Exercise prompt: Transcribe the court ruling from "4. It will, however, be" up to and including "and set aside.".

Text extract:
************

4. It will, however, be open to the plaintiff to show that the matter falls within either Clause (a) or Clause (b) or Clause (c) of Section 281A (1) by showing that the income of such property was disclosed in her return under the income-Tax Act or that it was disclosed in the return of net wealth furnished by her. It will also be open to the plaintiff to give the notice contemplated by Clause (c) of Section 281 A(1) and to make a request to the Court to treat the newly added defendants as having been impleaded with effect from the date of the service of the notice to the Income-tax Officer as contemplated by Section 281A(c). It will also be open to the plaintiff to delete the newly added defendants as parties. Subject to these reservations the finding recorded by the learned trial Judge that the suit is maintainable as against the newly added defendants must be reversed and set aside.
5. The petition is allowed. Rule is made absolute to the aforesaid extent. There will be no order regarding costs.
C.R.A. No. 1037/76:
6. The point raised in this petition is identical. The facts are also by and large similar. The only point of distinction in this allied matter, being Civil Suit No. 125/72, giving rise to the present revisional application is that there Were two defendants at the inception. Defendants Nos. 3 to 6 were subsequently added. The revision must for the same reasons be allowed and it must be held that the suit as against original defendants Nos. 1 and 2 is maintainable where against the rest of the defendants is not maintainable as the matter stands today subject to the reservations indicated in the judgment rendered in the main matter viz. Civil Revision Application No. 989 of 1976.
The petition is allowed. Rule is made absolute to the aforesaid extent. There will be no order regarding costs.

************

Extracted entries:
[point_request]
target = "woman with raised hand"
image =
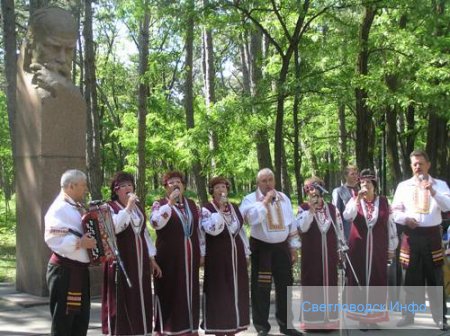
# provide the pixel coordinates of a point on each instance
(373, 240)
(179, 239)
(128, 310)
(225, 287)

************

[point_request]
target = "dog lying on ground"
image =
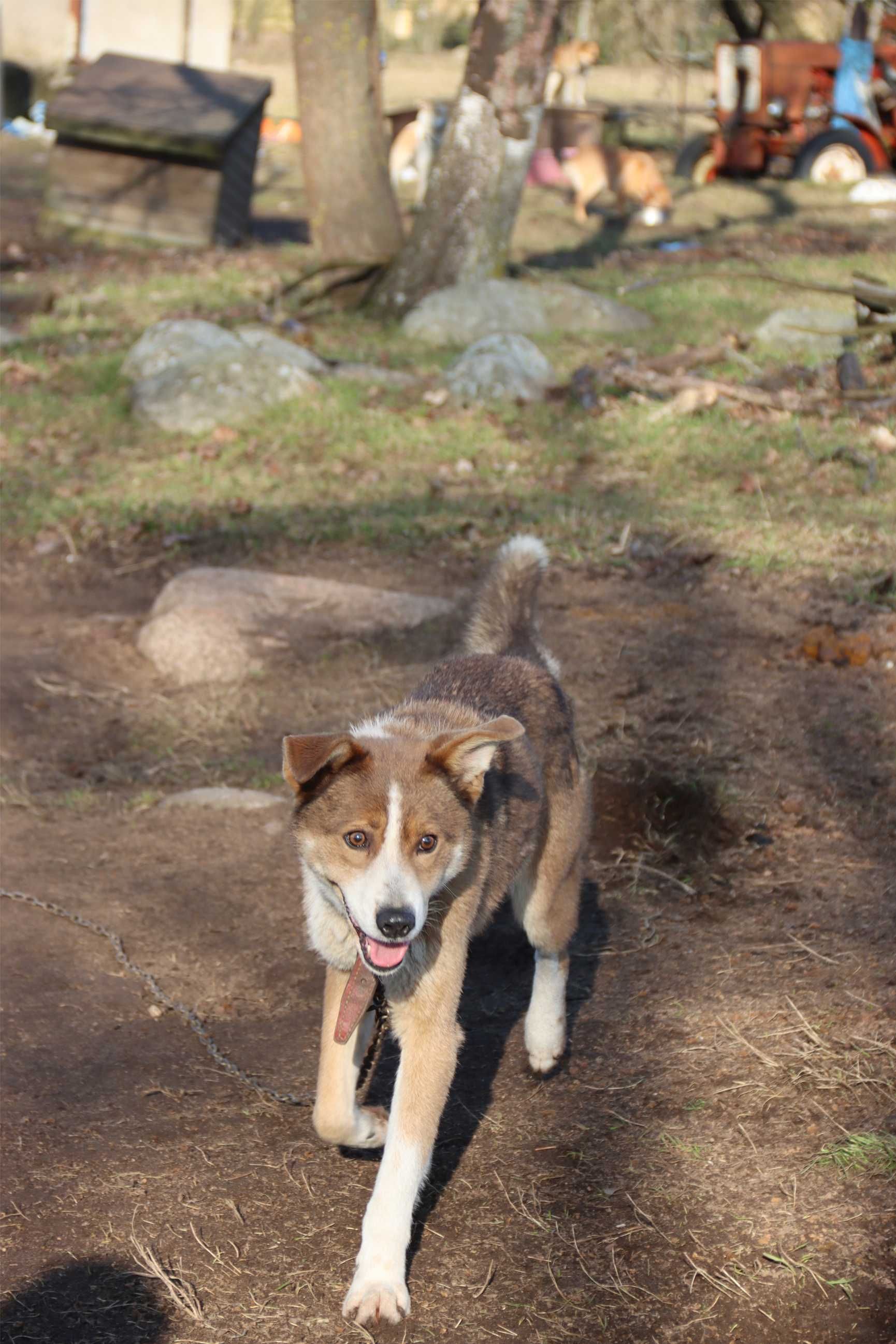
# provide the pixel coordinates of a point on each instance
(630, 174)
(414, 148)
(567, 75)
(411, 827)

************

Result:
4. It will, however, be open to the plaintiff to show that the matter falls within either Clause (a) or Clause (b) or Clause (c) of Section 281A (1) by showing that the income of such property was disclosed in her return under the income-Tax Act or that it was disclosed in the return of net wealth furnished by her. It will also be open to the plaintiff to give the notice contemplated by Clause (c) of Section 281 A(1) and to make a request to the Court to treat the newly added defendants as having been impleaded with effect from the date of the service of the notice to the Income-tax Officer as contemplated by Section 281A(c). It will also be open to the plaintiff to delete the newly added defendants as parties. Subject to these reservations the finding recorded by the learned trial Judge that the suit is maintainable as against the newly added defendants must be reversed and set aside.